INSTRUCTIONS TO FOLLOW >>
Reproduce the records verbatim from their first line through the line containing "Outline every instance of the dark", both ends included.

INFORMATION PROVIDED >>
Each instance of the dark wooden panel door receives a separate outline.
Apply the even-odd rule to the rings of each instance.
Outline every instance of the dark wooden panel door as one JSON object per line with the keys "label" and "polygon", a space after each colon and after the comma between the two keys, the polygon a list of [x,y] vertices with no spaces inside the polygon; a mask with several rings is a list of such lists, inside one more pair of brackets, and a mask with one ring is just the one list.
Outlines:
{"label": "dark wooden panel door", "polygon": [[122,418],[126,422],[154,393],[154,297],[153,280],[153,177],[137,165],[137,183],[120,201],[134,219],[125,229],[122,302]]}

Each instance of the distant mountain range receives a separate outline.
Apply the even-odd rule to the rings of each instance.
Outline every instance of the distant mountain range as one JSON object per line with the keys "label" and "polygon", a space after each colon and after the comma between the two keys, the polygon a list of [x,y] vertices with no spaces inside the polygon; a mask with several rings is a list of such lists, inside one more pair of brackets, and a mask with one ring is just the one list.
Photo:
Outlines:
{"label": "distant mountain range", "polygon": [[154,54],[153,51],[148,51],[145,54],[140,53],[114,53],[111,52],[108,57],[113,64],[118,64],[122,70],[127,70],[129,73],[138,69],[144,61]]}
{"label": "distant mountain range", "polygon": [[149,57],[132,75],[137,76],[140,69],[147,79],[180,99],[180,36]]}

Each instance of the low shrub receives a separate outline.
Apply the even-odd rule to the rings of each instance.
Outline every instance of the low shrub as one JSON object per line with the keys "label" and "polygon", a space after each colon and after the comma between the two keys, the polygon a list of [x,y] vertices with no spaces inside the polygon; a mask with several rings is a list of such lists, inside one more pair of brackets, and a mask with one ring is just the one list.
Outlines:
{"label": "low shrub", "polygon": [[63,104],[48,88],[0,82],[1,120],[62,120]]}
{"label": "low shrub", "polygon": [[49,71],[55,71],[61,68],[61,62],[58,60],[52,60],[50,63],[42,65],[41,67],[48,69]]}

EXERCISE OUTPUT >>
Each instance of the dark wooden panel door receives a separate outline.
Apply the even-odd rule to the rings of each instance.
Outline every instance of the dark wooden panel door as one JSON object per line with the keys "label" and "polygon", a space after each colon and after the comma between the two keys, the polygon a list of [x,y] vertices with no spaces inside the polygon; a mask with several rings is a list of such lists, inside one more pair of brackets, and a mask with one ring is just the one list.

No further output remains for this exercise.